• [The records]
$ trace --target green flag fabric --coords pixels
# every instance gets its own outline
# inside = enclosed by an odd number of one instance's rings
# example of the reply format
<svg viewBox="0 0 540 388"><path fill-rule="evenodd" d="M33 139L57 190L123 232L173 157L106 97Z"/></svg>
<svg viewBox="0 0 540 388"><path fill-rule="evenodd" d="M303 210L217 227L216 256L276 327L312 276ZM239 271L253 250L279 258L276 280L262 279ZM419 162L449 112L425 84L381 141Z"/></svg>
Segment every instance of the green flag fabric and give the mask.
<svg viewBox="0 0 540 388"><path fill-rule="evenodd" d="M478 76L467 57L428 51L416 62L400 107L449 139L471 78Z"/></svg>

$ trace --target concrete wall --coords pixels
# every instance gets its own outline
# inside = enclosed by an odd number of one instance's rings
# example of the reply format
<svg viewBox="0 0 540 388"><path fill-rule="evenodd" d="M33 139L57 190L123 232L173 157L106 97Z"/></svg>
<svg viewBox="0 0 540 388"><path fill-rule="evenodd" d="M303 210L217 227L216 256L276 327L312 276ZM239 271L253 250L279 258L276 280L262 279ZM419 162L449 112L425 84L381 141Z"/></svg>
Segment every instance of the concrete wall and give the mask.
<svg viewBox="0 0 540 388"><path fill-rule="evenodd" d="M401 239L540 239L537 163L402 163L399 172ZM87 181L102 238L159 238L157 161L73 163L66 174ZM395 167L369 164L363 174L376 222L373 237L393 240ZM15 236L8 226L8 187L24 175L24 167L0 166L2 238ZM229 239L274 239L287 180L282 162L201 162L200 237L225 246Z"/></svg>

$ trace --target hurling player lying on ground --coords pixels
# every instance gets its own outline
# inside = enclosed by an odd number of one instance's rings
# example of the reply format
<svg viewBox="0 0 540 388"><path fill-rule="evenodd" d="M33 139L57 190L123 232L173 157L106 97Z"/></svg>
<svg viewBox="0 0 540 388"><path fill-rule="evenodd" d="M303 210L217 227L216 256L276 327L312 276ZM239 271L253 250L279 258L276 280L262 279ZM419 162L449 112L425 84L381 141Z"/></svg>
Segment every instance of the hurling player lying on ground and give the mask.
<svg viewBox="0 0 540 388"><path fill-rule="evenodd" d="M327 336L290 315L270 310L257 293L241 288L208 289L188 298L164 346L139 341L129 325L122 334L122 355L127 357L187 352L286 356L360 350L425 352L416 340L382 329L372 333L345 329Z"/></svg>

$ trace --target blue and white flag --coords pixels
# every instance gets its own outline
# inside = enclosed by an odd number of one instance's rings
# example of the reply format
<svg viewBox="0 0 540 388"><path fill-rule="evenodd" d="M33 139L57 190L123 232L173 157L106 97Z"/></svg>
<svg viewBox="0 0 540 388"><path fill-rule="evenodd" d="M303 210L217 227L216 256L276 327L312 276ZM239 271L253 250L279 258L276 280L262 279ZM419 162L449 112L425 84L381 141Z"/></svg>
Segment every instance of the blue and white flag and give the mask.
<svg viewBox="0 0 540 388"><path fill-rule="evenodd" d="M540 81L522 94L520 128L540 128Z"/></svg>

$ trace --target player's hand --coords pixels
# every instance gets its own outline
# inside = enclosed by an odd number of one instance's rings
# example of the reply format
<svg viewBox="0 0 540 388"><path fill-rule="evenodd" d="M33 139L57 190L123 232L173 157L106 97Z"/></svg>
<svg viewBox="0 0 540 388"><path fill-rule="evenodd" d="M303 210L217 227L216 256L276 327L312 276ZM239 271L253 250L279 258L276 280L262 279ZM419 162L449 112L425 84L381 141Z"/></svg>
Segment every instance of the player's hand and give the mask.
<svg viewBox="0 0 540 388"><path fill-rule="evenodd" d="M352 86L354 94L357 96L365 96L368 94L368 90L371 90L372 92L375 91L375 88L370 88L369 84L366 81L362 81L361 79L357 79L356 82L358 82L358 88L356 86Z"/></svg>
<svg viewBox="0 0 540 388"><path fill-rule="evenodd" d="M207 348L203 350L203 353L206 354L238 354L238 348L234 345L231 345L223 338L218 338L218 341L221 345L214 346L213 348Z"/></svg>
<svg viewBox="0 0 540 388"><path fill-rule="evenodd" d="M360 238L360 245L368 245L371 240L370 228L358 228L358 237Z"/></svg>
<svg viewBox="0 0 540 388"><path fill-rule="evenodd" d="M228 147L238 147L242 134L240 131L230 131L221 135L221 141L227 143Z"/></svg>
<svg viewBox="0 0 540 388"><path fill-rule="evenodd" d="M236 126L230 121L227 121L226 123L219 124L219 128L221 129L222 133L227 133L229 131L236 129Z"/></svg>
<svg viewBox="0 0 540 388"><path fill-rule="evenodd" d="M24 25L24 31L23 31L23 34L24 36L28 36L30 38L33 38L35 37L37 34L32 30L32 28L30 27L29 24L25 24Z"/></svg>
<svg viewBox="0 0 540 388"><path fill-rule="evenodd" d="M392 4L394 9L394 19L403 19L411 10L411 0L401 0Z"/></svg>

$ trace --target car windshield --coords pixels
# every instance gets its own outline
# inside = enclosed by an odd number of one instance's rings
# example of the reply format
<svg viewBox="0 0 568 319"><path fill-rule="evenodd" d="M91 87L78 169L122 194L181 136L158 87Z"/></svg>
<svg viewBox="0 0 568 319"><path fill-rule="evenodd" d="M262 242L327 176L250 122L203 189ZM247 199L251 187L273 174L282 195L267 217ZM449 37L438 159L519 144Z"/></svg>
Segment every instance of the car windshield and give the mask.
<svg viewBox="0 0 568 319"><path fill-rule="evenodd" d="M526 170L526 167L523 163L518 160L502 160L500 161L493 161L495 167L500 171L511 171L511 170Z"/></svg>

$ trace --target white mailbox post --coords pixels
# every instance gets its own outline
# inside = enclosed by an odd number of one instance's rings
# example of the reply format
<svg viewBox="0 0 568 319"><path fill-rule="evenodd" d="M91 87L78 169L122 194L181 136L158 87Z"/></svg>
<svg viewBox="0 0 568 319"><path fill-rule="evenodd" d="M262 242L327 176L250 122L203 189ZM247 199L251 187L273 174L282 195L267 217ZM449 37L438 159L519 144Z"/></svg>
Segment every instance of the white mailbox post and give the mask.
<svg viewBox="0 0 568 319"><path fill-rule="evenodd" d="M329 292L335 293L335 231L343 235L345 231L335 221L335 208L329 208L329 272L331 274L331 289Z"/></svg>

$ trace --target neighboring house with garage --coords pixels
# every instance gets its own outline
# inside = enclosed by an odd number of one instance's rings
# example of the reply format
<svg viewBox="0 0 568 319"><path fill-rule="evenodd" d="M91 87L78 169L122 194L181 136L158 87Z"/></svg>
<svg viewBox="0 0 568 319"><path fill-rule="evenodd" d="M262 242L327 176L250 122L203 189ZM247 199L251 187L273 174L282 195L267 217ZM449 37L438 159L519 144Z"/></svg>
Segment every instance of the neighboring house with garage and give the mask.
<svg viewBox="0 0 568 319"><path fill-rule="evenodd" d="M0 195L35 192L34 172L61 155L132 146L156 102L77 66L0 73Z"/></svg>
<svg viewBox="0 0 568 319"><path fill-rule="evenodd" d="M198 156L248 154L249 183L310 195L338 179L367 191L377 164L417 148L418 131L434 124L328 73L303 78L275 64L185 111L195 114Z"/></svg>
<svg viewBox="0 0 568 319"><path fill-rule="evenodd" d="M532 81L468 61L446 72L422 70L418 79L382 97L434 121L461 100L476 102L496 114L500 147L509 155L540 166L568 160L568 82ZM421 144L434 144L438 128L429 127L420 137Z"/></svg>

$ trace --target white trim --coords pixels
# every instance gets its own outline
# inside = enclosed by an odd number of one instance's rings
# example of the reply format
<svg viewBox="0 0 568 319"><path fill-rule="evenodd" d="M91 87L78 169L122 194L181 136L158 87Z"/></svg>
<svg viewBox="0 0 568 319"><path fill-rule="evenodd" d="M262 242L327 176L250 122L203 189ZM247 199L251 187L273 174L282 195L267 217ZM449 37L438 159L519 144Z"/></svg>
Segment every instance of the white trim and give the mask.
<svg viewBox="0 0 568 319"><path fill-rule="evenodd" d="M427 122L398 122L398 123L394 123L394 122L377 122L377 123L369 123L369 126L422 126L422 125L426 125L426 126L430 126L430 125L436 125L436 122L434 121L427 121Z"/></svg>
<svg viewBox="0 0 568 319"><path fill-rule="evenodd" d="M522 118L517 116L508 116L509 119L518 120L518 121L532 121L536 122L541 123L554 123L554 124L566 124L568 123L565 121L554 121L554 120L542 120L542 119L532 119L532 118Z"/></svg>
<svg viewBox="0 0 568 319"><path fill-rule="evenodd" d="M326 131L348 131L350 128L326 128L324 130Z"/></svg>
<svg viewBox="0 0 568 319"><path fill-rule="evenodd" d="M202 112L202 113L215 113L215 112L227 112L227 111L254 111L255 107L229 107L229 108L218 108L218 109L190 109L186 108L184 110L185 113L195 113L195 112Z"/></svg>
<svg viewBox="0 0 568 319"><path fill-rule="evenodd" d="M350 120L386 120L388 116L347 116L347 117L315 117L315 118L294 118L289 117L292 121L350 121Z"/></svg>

• [Task prompt]
Please print the lines above word for word, starting with the line that contains "windshield --coords pixels" and going on through the line that contains "170L526 167L523 163L518".

• [Solution for this exercise]
$ trace --target car windshield --coords pixels
# every instance gets its own outline
# inside = enclosed by an odd number of one instance's rings
# example of the reply format
<svg viewBox="0 0 568 319"><path fill-rule="evenodd" d="M91 87L78 169L122 194L181 136L158 87Z"/></svg>
<svg viewBox="0 0 568 319"><path fill-rule="evenodd" d="M262 242L327 176L250 122L203 189ZM247 199L251 187L273 174L282 195L267 217ZM449 37L438 159L519 144Z"/></svg>
Segment every instance of the car windshield and give the mask.
<svg viewBox="0 0 568 319"><path fill-rule="evenodd" d="M526 170L526 167L523 163L518 160L502 160L500 161L493 161L495 167L500 171L511 171L511 170Z"/></svg>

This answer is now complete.